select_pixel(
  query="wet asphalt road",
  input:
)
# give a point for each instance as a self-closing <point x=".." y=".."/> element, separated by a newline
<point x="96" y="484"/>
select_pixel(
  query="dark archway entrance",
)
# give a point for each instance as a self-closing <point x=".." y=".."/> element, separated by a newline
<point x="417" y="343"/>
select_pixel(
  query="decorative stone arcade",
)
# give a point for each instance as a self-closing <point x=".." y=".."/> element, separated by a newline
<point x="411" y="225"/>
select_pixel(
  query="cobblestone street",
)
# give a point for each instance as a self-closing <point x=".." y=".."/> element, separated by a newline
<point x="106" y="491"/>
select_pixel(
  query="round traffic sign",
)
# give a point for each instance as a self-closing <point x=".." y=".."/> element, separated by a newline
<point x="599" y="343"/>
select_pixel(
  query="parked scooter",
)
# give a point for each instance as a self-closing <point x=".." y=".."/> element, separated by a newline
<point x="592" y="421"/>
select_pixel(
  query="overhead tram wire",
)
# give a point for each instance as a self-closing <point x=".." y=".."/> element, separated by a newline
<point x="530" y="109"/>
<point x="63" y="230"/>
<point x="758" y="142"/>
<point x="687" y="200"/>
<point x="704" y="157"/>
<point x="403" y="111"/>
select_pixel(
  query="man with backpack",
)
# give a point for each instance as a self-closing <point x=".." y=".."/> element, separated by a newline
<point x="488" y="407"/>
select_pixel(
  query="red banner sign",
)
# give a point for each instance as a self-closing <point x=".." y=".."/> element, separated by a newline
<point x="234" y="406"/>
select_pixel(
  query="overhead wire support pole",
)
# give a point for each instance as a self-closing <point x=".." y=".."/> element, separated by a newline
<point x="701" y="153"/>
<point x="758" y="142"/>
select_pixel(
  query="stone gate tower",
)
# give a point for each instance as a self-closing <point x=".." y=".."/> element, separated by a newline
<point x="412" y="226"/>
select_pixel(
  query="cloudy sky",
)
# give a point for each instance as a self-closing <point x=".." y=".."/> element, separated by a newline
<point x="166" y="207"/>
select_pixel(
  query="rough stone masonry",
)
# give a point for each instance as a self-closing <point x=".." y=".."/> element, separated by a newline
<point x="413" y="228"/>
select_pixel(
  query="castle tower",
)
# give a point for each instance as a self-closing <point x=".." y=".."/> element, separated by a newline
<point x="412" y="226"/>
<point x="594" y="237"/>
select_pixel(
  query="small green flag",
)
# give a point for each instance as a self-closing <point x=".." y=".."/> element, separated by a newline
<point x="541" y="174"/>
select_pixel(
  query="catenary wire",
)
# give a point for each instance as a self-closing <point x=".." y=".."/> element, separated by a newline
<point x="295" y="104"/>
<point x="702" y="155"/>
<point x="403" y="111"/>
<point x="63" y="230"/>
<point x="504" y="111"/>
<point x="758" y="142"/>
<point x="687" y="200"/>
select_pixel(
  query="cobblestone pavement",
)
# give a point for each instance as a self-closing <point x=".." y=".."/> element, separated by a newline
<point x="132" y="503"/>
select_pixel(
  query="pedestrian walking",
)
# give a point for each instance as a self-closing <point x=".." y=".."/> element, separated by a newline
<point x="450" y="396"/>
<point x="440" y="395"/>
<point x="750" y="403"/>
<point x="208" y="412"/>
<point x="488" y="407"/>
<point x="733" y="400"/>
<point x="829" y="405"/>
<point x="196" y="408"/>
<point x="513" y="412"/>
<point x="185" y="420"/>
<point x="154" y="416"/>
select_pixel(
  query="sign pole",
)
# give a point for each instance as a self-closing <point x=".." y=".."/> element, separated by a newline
====================
Repeat the data above, word for word.

SOLUTION TO THE EXERCISE
select_pixel(
  query="wet asphalt road",
  input:
)
# give a point for each instance as a self-closing <point x=".." y=".."/> element, separated by a newline
<point x="96" y="484"/>
select_pixel(
  query="dark archway entrance",
)
# give a point for each instance as a self-closing <point x=".." y=".."/> element, separated by a newline
<point x="417" y="343"/>
select_pixel(
  query="decorative stone arcade",
)
# give a point for each instance as a self-closing <point x=".." y=".."/> element, separated by a newline
<point x="411" y="225"/>
select_pixel(
  query="cobblestone street",
)
# give a point for each instance as a self-closing <point x=".." y=".."/> element, separated by a newline
<point x="106" y="491"/>
select_pixel(
  query="round traffic sign",
)
# give a point for each instance as a self-closing <point x=".." y=".."/> element, separated by a newline
<point x="599" y="343"/>
select_pixel(
  query="parked scooter",
)
# give a point for each instance as a self-closing <point x=".." y=".."/> element, separated by a newline
<point x="592" y="421"/>
select_pixel(
  query="overhead tram wire",
)
# give a point for each instance as a self-closing <point x=".." y=".."/> element, separated by a newline
<point x="530" y="109"/>
<point x="63" y="230"/>
<point x="758" y="142"/>
<point x="687" y="200"/>
<point x="704" y="157"/>
<point x="403" y="111"/>
select_pixel(
  query="man with backpack",
)
# give a point for each instance as a self-closing <point x=".." y=".."/> element, separated by a newline
<point x="488" y="407"/>
select_pixel(
  query="red banner sign",
)
# give a point for each instance as a self-closing <point x=".." y=".."/> element, separated by a newline
<point x="234" y="406"/>
select_pixel(
  query="overhead wire support pole",
)
# give a point for each instance as a self-closing <point x=".." y=".."/> element, separated by a newline
<point x="701" y="153"/>
<point x="758" y="142"/>
select_pixel(
  query="stone gate tower",
)
# give a point for each instance as a self-closing <point x=".." y=".."/> element, separated by a newline
<point x="412" y="226"/>
select_pixel(
  query="cloudy sky",
)
# give a point for each instance as a self-closing <point x=".." y=".."/> element, separated by a newline
<point x="166" y="207"/>
select_pixel(
  query="rough stone masonry",
)
# give a point for each instance as a self-closing <point x=".." y=".."/> element, separated by a newline
<point x="413" y="228"/>
select_pixel(
  query="castle tower",
)
# give a point for each instance as a self-closing <point x=".." y=".."/> element, separated by a newline
<point x="412" y="226"/>
<point x="594" y="237"/>
select_pixel(
  query="small green flag",
)
# give a point for each instance as a self-closing <point x=".." y=".."/> element, separated by a newline
<point x="541" y="174"/>
select_pixel(
  query="catenary wire",
)
# give a point for each instance as a self-closing <point x=".." y=".."/> element, separated by a newline
<point x="295" y="104"/>
<point x="702" y="155"/>
<point x="403" y="111"/>
<point x="63" y="230"/>
<point x="504" y="111"/>
<point x="758" y="142"/>
<point x="687" y="200"/>
select_pixel(
  query="cobblestone pavement",
)
# give a point for each instance as a self-closing <point x=".." y=".."/> element, separated by a newline
<point x="132" y="503"/>
select_pixel(
  query="pedestrian walking",
)
# give a point for each instance as a self-closing <point x=".." y=".."/> element, separated by a newline
<point x="450" y="396"/>
<point x="440" y="395"/>
<point x="750" y="403"/>
<point x="208" y="412"/>
<point x="488" y="407"/>
<point x="733" y="400"/>
<point x="829" y="405"/>
<point x="196" y="408"/>
<point x="513" y="412"/>
<point x="185" y="420"/>
<point x="154" y="416"/>
select_pixel(
  query="sign pole",
)
# give a point for each instance as a self-closing <point x=".." y=".."/> element, separated by a newline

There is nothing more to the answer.